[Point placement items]
— Start —

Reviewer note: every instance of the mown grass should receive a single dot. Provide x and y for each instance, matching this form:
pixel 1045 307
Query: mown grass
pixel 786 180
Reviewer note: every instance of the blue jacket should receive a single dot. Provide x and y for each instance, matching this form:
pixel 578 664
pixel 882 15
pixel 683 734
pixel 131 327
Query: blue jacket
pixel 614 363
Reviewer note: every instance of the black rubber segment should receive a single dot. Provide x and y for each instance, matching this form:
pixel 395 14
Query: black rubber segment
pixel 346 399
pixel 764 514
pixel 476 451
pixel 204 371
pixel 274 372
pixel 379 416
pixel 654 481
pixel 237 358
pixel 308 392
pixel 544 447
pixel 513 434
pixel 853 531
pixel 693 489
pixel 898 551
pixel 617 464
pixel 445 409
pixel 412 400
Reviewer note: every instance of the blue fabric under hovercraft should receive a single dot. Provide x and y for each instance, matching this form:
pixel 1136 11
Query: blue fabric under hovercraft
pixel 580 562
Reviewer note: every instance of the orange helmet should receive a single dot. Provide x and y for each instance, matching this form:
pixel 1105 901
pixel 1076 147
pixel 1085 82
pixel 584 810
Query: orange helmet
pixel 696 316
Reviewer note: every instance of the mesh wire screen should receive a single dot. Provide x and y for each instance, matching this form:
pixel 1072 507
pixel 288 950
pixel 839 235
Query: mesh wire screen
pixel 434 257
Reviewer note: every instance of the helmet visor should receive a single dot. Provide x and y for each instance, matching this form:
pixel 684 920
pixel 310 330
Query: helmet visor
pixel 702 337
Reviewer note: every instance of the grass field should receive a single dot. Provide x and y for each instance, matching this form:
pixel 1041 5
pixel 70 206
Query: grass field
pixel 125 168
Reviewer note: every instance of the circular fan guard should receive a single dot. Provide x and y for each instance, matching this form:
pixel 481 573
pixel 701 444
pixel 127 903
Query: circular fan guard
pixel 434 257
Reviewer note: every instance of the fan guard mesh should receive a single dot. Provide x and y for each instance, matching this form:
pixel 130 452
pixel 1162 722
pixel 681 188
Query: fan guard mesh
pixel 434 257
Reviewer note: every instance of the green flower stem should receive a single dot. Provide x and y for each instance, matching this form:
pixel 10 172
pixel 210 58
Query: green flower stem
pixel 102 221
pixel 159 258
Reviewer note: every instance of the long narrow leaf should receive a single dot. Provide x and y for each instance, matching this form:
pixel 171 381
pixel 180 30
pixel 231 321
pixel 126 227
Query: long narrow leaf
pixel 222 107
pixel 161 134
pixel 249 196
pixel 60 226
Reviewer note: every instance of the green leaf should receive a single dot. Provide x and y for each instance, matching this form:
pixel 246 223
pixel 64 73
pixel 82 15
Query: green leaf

— End —

▶ [WRITTEN PROBLEM] Please rewrite all the items above, swapping each "Reviewer note" for "Labeler note" and leaving everything else unchanged.

▶ [ANSWER TO THIS EXERCISE]
Labeler note: every instance of the mown grass should receive a single dot. Provide x and y for each instance, matching this form:
pixel 1045 307
Query: mown grass
pixel 786 180
Labeler note: every instance of the blue jacket should receive a single dot. Provide x and y for each instance, matching this form:
pixel 578 664
pixel 882 15
pixel 683 734
pixel 131 327
Query: blue jacket
pixel 614 363
Labeler note: every instance of the black rubber segment should receive a single dot. Provide x and y for each instance, matching this form:
pixel 395 14
Query: black rubber segment
pixel 346 399
pixel 764 514
pixel 476 451
pixel 204 371
pixel 274 372
pixel 379 416
pixel 654 481
pixel 237 358
pixel 308 392
pixel 544 447
pixel 513 434
pixel 853 531
pixel 693 489
pixel 898 551
pixel 617 464
pixel 445 409
pixel 412 400
Labeler note: every instance of the blue fabric under hovercraft should receive a single dot. Provide x and y for each instance, matching this form:
pixel 1136 11
Query: blue fabric under hovercraft
pixel 580 562
Labeler note: every instance of the orange helmet should receive a single dot. Provide x and y for each instance, matching this form:
pixel 1105 901
pixel 1076 147
pixel 1085 82
pixel 584 810
Query: orange helmet
pixel 696 316
Labeler note: every instance of the mesh wire screen should receive a single dot. Provide x and y for each instance, matching this form:
pixel 1072 507
pixel 288 950
pixel 839 235
Query: mesh wire screen
pixel 434 257
Labeler note: every instance of the helmet visor should receive a single dot. Provide x and y for each instance, matching this form:
pixel 684 920
pixel 310 330
Query: helmet visor
pixel 702 337
Labeler note: every instance of the grass field should receive a single dot. Provide x and y for each instance, matching this form:
pixel 1041 5
pixel 70 206
Query: grass field
pixel 125 168
Labeler note: every instance of the circular fan guard should receive a single dot. Provide x and y for each instance, matching this form:
pixel 481 573
pixel 701 444
pixel 127 903
Query: circular fan guard
pixel 434 257
Labeler note: every instance of the fan guard mesh should receive a single dot. Provide x and y for each instance, matching this form:
pixel 130 452
pixel 1162 722
pixel 681 188
Query: fan guard mesh
pixel 434 257
Labeler note: every instance of the green flower stem should receive a single dot. Provide x and y for each instance, matching this form:
pixel 10 172
pixel 210 58
Query: green flower stem
pixel 102 221
pixel 159 258
Labeler note: every instance of the long narrow leaf should receive a single dot. Provide x and y for each instance, matching this form:
pixel 171 381
pixel 180 30
pixel 231 321
pixel 126 227
Query: long narrow leaf
pixel 222 107
pixel 161 134
pixel 249 196
pixel 60 226
Labeler note: every instance of the green leaf should receive a single dot. Provide x and y for each instance, matching this form:
pixel 246 223
pixel 64 73
pixel 82 15
Query: green leaf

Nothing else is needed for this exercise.